## TASK TO COMPLETE:
Copy out all of the entries, keeping every word the same.

## EXTRACTED RECORDS:
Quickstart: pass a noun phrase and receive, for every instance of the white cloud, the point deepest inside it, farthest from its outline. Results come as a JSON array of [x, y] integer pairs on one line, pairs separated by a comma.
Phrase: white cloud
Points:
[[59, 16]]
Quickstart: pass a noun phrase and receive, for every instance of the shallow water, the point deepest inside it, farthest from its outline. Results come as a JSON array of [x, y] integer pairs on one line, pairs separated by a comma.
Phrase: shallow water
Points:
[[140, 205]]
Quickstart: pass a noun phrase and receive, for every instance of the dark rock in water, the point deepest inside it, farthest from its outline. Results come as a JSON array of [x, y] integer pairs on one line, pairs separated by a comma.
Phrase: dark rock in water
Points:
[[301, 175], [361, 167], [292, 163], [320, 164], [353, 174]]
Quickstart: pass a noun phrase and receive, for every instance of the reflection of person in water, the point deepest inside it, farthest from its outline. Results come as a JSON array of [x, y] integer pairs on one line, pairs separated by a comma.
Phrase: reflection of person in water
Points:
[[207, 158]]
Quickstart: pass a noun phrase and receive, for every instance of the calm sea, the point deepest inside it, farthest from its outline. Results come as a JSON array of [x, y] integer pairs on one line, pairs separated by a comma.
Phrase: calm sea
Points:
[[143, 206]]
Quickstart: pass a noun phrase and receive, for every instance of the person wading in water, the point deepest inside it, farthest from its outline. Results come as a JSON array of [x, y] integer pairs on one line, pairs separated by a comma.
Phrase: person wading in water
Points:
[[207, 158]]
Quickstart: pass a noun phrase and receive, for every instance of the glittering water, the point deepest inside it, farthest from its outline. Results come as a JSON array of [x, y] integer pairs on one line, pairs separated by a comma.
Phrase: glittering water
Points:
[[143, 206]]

## YOUR RESPONSE:
Quickstart: pass a noun phrase and receive, for every instance of the white cloud, the point deepest inside it, farthest from its outline. Results come as a JSON array of [x, y] integer pairs on one line, pairs separated by a comma.
Phrase: white cloud
Points:
[[59, 16]]
Quickstart: pass a noun phrase and receive, for every instance of the shallow water, the point deepest inside it, farthest from its outline. Results come as a JSON array of [x, y] integer pairs on one line, pairs separated by a comma.
Phrase: shallow water
Points:
[[140, 205]]
Quickstart: pass a noun phrase and receive, for every instance of the dark rock in water, the point deepest inside it, farthest from its outline. Results come as a JSON array of [x, y] integer pairs on one line, pairs separated by a comma.
Phrase: dark rock in water
Points:
[[301, 175], [361, 167], [292, 163], [320, 164], [353, 174]]
Quickstart: pass a noun phrase and receive, for every instance of the reflection of person in water, the point deepest inside it, farthest from its outline. Results come as a JSON array of [x, y] integer pairs on one line, pairs separated by a comma.
Phrase: reflection of person in water
Points:
[[207, 158]]
Quickstart: pass a noun phrase and receive, for every instance of the calm sea, the point deepest inside it, farthest from its outline. Results come as a JSON array of [x, y] integer pairs on one line, pairs separated by a comma.
Phrase: calm sea
Points:
[[143, 206]]
Quickstart: pass a noun phrase and receive, for every instance of the person wading in water, the point deepest inside it, farthest from its outline. Results come as a JSON array of [x, y] integer pairs on one line, pairs separated by a comma.
Phrase: person wading in water
Points:
[[207, 158]]
Quickstart: pass a noun phrase and receive, for every instance of the glittering water, the point deepest inside it, farthest from its outline. Results come as a JSON array of [x, y] integer pairs on one line, pairs separated by a comma.
Phrase: glittering water
Points:
[[143, 206]]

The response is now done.